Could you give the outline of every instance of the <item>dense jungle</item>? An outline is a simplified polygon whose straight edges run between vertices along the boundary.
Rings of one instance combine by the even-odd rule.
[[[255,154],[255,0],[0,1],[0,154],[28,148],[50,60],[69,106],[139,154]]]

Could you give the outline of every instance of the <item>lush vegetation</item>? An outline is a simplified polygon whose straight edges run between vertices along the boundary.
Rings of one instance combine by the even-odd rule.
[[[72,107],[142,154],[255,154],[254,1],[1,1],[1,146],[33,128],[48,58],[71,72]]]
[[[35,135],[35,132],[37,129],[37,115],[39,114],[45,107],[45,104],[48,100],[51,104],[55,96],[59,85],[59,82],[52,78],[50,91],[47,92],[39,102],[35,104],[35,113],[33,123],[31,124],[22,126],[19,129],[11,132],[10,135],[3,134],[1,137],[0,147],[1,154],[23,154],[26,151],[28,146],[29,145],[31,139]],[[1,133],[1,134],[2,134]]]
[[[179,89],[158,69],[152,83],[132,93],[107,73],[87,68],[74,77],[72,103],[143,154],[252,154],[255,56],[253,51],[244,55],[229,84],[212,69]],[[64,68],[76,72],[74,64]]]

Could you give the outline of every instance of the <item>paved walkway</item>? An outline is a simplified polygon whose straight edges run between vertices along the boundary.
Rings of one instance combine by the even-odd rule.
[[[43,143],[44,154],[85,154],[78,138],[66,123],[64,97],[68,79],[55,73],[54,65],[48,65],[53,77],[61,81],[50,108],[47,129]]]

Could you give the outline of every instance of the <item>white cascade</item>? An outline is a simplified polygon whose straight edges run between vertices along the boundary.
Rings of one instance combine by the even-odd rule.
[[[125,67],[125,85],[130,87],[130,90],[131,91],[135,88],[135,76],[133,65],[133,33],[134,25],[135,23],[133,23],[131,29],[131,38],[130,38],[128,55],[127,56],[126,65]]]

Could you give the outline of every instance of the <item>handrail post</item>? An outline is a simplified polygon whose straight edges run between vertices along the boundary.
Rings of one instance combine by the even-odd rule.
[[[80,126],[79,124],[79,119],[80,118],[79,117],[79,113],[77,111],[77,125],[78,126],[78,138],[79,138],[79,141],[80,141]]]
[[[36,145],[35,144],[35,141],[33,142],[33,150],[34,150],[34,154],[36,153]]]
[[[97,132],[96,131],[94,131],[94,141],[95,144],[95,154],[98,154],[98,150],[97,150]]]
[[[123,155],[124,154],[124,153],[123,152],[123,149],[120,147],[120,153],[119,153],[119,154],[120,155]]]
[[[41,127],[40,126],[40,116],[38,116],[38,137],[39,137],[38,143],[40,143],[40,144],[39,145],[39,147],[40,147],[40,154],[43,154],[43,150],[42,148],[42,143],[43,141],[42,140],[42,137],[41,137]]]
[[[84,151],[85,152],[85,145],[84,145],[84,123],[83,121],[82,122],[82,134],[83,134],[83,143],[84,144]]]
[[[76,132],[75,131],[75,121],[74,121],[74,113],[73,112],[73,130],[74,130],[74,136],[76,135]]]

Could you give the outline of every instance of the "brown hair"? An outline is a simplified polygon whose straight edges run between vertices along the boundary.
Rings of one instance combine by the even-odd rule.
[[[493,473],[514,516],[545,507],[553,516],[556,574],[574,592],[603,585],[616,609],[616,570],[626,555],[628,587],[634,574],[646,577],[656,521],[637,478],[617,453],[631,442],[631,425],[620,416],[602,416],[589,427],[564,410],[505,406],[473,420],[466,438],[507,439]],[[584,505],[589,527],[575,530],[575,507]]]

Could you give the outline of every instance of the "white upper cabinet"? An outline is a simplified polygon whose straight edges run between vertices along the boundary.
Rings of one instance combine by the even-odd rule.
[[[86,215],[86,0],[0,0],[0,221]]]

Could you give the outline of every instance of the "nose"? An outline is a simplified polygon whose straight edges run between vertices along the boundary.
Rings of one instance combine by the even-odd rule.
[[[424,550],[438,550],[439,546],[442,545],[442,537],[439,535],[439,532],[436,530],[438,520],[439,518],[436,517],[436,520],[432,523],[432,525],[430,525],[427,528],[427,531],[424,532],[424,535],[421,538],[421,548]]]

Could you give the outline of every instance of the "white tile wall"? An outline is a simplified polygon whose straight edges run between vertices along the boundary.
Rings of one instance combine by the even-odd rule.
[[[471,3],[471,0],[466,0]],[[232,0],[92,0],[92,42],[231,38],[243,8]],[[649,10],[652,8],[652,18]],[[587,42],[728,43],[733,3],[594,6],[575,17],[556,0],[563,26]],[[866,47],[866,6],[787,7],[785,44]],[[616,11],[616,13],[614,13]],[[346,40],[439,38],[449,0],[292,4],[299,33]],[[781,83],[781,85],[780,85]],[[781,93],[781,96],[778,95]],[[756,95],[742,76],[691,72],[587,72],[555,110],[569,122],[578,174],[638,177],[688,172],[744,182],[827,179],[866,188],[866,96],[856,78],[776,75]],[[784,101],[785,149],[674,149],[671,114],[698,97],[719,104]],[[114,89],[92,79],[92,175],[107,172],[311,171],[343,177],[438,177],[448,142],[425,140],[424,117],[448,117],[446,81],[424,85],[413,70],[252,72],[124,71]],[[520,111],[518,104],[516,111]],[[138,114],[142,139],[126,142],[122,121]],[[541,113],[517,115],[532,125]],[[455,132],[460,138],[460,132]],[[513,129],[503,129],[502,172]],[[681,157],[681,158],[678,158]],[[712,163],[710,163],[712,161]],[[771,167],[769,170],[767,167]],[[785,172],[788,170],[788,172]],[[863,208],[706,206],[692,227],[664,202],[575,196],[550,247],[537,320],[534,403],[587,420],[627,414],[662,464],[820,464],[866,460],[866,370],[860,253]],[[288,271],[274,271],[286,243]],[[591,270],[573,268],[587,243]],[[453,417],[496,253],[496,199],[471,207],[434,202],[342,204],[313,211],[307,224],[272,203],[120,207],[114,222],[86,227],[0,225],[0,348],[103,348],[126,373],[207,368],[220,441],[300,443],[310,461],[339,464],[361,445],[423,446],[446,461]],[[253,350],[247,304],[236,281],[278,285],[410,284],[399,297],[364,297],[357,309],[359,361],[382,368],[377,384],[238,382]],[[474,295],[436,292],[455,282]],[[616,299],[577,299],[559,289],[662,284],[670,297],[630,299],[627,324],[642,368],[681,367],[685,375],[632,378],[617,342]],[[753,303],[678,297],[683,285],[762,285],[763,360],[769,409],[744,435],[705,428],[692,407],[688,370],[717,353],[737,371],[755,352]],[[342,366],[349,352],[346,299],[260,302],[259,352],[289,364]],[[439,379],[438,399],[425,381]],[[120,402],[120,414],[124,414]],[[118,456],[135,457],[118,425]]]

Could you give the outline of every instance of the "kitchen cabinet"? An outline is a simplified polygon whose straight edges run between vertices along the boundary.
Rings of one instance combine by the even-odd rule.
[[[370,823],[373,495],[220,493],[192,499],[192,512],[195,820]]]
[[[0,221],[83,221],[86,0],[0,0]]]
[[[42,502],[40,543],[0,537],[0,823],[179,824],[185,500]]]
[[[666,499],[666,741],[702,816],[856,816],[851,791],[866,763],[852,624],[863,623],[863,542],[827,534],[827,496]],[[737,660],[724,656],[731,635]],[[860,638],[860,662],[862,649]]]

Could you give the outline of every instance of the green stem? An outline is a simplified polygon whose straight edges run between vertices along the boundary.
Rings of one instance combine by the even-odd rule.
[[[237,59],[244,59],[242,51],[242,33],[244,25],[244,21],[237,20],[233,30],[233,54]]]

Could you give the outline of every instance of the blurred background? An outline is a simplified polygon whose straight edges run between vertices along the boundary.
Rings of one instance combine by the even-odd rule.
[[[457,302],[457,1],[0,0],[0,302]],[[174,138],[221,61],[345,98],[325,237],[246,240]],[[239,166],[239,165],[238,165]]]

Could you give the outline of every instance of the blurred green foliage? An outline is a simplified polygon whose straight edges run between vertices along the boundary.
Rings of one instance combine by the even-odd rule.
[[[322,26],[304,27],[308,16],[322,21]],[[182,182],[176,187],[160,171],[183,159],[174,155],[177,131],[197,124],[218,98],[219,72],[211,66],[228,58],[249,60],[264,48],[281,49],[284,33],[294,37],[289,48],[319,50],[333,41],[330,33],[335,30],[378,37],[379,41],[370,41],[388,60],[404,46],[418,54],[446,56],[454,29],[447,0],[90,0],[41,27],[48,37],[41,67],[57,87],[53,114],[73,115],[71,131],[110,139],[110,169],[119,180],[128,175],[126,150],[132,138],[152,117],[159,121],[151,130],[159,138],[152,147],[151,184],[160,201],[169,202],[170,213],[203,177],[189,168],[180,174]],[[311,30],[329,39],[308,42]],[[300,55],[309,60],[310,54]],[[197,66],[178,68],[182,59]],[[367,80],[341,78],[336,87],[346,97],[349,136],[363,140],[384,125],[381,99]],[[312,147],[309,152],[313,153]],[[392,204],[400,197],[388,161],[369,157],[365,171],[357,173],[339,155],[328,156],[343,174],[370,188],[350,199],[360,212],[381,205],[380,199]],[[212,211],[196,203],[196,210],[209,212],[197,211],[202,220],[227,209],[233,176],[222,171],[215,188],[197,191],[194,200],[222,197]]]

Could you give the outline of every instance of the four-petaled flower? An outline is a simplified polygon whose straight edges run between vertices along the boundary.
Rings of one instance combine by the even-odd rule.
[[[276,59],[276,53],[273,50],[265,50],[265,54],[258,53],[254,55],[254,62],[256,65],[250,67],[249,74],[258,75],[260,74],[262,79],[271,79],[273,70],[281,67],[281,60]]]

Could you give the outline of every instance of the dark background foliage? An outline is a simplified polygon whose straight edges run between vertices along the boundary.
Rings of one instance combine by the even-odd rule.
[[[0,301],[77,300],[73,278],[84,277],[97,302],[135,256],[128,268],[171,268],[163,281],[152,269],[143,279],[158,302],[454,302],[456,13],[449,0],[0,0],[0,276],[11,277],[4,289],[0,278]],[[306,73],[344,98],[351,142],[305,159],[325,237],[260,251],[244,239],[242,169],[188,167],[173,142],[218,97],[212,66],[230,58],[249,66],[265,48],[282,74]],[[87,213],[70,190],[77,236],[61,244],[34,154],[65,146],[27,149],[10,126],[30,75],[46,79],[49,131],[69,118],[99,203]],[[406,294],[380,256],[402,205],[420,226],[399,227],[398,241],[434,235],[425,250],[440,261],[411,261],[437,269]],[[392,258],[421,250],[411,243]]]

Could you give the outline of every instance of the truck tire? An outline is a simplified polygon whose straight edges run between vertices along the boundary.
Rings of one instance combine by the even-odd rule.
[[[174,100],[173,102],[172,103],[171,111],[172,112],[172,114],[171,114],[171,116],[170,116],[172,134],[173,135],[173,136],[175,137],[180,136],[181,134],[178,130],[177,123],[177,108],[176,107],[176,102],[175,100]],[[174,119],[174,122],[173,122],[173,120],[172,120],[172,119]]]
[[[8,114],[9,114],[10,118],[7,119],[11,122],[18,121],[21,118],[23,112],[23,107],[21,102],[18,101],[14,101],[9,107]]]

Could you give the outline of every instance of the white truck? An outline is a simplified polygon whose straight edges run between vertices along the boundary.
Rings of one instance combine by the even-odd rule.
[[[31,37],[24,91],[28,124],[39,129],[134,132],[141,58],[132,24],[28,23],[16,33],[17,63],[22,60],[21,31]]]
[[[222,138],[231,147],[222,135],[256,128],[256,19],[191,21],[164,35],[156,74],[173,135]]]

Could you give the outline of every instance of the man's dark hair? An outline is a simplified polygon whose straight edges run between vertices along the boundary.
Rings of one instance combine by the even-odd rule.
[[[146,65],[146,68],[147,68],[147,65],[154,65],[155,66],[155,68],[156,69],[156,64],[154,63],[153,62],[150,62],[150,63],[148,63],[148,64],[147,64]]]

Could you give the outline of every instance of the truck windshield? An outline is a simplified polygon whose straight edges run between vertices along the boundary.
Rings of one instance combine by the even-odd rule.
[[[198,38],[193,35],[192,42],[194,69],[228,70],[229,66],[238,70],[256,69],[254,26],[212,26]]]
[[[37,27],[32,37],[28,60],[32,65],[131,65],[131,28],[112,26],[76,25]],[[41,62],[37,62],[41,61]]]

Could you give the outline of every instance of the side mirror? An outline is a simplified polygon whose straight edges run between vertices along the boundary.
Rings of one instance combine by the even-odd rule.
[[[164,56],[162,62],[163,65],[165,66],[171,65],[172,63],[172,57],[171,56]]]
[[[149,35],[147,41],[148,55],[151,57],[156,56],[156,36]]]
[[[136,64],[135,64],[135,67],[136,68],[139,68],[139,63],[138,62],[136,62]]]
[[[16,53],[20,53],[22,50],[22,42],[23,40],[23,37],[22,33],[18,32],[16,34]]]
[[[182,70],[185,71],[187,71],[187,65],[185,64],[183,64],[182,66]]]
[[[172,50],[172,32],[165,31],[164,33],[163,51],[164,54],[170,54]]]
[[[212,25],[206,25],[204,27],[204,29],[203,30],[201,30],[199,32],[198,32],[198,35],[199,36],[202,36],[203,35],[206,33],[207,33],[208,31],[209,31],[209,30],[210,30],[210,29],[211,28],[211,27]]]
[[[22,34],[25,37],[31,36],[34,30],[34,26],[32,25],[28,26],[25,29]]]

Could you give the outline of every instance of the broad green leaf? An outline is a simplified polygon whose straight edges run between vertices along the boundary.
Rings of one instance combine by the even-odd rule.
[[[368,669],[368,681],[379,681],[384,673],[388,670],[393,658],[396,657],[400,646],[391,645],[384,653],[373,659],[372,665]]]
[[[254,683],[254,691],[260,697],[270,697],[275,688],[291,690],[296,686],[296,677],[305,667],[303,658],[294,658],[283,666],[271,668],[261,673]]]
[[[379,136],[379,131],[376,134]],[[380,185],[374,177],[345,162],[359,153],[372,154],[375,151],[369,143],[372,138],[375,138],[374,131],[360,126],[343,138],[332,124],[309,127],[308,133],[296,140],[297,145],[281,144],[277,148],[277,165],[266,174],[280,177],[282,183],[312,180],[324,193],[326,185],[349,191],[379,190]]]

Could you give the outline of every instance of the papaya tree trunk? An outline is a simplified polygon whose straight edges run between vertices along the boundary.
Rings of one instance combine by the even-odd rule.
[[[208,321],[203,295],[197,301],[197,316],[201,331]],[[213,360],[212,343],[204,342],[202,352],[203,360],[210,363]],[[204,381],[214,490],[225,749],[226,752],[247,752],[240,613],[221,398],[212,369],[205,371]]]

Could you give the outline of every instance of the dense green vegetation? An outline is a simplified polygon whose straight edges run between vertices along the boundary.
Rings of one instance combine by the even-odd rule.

_THE REQUEST_. Can you arrange the lines of the records as a numbered list, starting from the line with "Could you give the outline of every instance of the dense" up to and including the last line of the records, leaving out any blank lines?

_WORKED ANSWER_.
1. Could you give the outline of every instance of the dense green vegetation? An outline is a simplified polygon whose straight edges run between vertices along the boundary.
2. Rings of one instance combine by the even-odd rule.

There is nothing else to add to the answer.